== RECORD LIST ==
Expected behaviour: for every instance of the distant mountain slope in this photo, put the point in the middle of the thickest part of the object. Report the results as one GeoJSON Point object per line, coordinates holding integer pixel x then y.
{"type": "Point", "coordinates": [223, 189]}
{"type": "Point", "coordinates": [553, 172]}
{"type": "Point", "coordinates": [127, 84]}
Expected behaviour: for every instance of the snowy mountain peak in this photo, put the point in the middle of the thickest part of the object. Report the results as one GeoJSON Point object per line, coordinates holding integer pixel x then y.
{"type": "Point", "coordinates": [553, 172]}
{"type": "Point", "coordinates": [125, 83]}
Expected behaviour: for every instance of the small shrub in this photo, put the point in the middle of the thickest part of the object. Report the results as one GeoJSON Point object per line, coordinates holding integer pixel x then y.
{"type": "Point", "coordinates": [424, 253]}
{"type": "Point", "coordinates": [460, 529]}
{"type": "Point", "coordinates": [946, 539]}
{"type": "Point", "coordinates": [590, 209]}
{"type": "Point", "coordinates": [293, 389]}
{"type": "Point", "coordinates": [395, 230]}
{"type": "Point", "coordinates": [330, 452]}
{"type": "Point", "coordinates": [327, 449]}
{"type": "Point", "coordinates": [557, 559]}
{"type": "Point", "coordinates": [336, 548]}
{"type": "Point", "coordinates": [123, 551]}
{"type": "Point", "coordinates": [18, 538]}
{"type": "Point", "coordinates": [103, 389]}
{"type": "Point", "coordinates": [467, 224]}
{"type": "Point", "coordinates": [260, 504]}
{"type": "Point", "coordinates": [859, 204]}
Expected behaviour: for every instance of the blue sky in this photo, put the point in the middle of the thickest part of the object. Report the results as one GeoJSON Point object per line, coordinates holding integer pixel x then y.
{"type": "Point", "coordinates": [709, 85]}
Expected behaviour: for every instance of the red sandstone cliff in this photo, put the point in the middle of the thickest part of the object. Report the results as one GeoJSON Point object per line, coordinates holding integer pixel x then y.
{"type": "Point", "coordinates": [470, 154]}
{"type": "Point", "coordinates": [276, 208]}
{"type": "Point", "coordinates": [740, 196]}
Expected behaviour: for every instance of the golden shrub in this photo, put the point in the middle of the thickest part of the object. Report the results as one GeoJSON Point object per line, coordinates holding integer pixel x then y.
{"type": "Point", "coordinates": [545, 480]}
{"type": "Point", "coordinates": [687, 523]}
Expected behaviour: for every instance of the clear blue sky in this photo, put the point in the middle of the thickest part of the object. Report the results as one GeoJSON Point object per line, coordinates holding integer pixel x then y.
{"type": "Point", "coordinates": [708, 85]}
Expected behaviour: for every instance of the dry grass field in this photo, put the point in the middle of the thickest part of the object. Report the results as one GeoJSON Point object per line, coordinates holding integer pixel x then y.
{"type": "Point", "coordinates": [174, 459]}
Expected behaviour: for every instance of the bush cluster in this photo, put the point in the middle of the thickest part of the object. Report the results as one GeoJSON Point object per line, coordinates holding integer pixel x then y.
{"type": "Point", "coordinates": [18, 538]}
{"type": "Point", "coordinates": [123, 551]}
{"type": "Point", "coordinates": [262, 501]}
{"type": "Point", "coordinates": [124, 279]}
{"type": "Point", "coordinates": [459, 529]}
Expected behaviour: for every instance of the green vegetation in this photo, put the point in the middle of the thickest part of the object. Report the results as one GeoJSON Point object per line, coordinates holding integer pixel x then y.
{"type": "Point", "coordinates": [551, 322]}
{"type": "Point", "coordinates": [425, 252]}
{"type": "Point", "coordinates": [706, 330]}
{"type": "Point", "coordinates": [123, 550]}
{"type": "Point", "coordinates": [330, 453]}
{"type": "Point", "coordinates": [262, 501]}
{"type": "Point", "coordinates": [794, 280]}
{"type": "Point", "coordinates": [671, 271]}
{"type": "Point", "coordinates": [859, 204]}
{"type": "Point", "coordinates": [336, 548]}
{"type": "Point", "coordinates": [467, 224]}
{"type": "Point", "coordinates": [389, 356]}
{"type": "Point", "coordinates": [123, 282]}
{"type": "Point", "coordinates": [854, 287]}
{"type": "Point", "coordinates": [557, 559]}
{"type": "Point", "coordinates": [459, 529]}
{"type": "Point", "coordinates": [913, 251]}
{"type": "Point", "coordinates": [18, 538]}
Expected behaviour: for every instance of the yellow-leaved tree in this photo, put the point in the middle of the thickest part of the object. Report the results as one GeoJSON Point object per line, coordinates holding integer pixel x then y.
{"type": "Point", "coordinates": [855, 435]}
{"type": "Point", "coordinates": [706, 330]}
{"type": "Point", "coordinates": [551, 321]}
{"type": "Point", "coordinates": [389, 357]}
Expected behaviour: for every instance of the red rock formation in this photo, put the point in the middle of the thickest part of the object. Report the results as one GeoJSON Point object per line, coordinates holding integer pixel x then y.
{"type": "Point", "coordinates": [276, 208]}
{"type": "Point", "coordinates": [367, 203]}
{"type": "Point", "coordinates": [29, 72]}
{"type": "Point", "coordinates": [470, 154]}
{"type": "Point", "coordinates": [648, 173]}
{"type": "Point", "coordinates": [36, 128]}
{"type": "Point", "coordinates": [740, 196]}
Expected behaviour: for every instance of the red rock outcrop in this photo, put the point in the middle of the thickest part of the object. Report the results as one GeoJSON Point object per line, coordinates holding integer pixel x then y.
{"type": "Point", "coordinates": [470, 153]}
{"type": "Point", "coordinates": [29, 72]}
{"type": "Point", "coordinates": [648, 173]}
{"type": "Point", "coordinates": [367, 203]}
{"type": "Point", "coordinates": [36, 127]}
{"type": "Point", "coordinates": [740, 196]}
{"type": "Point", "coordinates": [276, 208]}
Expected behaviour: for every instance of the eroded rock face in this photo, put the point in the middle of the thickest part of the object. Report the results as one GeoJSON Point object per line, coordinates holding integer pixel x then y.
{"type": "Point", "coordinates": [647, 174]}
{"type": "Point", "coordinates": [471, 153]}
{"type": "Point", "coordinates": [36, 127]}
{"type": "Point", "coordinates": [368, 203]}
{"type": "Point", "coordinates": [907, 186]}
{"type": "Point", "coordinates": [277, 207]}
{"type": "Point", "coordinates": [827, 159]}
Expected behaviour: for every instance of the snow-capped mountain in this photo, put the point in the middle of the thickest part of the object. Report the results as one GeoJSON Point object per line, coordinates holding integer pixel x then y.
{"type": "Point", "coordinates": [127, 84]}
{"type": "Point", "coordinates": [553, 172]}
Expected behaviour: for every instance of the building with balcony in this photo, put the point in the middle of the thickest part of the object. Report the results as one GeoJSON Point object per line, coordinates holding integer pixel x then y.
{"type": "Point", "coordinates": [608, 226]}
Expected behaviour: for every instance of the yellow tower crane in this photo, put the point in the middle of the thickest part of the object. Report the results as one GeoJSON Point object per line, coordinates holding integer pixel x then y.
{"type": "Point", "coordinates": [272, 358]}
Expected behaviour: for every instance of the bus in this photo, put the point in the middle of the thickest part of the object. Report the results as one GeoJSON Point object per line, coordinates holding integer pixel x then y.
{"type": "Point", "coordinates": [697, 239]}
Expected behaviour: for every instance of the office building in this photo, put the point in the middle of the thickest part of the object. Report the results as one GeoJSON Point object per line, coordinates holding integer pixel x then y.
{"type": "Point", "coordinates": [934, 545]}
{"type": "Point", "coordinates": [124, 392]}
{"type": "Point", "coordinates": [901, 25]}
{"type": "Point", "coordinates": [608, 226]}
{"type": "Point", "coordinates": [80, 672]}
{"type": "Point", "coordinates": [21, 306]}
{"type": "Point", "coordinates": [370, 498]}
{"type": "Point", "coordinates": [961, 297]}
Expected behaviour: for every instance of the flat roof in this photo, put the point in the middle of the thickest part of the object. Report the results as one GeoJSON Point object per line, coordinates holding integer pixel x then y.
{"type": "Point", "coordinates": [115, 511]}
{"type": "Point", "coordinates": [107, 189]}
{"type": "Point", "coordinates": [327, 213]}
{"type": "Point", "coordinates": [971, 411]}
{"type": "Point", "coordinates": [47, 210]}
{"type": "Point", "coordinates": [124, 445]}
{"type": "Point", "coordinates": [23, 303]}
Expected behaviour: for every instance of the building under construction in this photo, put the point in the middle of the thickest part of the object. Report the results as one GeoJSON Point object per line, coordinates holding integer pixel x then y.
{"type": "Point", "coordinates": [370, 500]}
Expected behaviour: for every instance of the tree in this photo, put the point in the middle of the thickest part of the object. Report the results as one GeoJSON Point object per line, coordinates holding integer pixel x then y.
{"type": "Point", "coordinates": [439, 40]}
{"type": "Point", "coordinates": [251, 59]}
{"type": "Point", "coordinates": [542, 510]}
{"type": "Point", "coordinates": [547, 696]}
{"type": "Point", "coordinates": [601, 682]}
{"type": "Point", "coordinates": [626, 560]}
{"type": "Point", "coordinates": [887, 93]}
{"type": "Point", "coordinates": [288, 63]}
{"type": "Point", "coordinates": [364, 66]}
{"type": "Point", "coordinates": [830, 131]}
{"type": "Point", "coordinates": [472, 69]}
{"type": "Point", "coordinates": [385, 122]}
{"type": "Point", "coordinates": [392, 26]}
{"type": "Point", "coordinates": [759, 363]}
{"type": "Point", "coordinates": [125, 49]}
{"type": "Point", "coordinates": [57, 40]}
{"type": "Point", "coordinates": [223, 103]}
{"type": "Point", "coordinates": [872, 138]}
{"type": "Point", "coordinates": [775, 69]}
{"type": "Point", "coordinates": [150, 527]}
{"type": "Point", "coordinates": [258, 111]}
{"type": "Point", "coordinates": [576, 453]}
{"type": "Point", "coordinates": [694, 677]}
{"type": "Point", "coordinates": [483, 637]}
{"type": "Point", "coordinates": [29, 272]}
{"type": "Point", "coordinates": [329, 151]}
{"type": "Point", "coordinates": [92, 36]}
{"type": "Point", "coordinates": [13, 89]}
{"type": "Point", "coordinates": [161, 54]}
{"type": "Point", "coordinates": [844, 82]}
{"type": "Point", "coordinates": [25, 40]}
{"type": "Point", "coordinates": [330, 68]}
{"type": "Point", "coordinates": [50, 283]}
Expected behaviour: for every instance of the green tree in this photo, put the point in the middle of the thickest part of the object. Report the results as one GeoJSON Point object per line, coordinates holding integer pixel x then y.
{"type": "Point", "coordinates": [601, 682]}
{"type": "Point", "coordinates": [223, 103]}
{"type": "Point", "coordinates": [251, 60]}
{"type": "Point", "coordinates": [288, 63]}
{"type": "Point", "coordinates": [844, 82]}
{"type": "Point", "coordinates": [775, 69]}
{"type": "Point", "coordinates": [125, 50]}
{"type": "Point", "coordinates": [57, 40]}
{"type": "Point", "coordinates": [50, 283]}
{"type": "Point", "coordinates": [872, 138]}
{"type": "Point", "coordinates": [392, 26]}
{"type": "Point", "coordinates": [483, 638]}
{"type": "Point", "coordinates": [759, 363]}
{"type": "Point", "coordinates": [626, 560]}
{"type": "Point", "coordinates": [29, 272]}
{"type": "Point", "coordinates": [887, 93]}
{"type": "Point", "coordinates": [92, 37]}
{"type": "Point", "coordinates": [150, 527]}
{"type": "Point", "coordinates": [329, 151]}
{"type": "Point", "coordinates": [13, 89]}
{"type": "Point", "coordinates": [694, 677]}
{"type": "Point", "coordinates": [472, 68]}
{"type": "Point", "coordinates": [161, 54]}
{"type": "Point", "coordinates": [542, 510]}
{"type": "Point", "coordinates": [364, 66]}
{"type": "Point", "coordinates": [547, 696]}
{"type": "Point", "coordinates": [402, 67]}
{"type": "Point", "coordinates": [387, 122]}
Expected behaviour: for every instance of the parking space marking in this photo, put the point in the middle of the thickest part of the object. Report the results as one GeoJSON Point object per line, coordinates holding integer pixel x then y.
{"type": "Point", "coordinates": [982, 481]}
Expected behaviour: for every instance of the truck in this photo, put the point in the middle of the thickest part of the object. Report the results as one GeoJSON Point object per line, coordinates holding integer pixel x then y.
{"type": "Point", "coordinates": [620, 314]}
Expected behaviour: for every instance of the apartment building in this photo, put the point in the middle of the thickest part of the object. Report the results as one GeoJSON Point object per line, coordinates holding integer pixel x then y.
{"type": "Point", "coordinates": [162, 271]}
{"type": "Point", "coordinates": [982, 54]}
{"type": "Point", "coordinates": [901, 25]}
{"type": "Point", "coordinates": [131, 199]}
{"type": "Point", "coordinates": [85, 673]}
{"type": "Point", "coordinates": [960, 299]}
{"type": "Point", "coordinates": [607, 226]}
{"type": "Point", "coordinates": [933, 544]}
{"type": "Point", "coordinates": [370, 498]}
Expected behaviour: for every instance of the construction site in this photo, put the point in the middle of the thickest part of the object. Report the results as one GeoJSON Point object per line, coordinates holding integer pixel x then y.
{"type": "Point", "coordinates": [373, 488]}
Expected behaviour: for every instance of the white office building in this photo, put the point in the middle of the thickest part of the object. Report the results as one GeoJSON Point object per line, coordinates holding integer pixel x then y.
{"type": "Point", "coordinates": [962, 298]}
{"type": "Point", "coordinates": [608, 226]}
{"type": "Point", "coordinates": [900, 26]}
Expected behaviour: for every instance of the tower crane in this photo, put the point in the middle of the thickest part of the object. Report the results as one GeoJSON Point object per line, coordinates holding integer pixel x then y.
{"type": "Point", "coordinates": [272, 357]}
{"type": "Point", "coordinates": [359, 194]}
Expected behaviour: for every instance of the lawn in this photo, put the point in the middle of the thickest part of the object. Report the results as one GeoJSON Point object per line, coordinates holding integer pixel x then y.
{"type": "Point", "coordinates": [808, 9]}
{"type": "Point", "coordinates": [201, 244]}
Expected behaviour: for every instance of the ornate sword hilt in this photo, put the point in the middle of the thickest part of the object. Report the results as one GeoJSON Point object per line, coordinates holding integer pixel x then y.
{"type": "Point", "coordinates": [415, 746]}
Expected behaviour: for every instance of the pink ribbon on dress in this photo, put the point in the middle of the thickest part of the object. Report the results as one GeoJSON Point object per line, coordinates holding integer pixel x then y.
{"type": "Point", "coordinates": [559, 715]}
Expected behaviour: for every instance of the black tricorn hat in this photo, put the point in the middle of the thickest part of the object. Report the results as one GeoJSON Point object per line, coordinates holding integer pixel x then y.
===
GIVEN REQUEST - Only the lines from the one that contains "Expected behaviour: for every instance of the ornate" through the last line should be repeated, each exactly as it stands, with both ends included.

ANSWER TO THE EXERCISE -
Expected behaviour: for every instance of the ornate sword hilt in this photo, put the point in the middle of the thickest part of the object. Report the results as one GeoJSON Point object per line, coordinates holding integer pixel x then y.
{"type": "Point", "coordinates": [415, 746]}
Expected behaviour: for every instance of the pink ribbon on dress in this photo, put the point in the middle of the thickest part of the object. Report the results as one GeoJSON Point object per line, coordinates holding integer pixel x then y.
{"type": "Point", "coordinates": [559, 715]}
Expected behaviour: for every instance of the black tricorn hat in this photo, put the point in the middle of the thickest part of the object. Report the results as one GeoJSON Point object per line, coordinates holding integer pixel x then y.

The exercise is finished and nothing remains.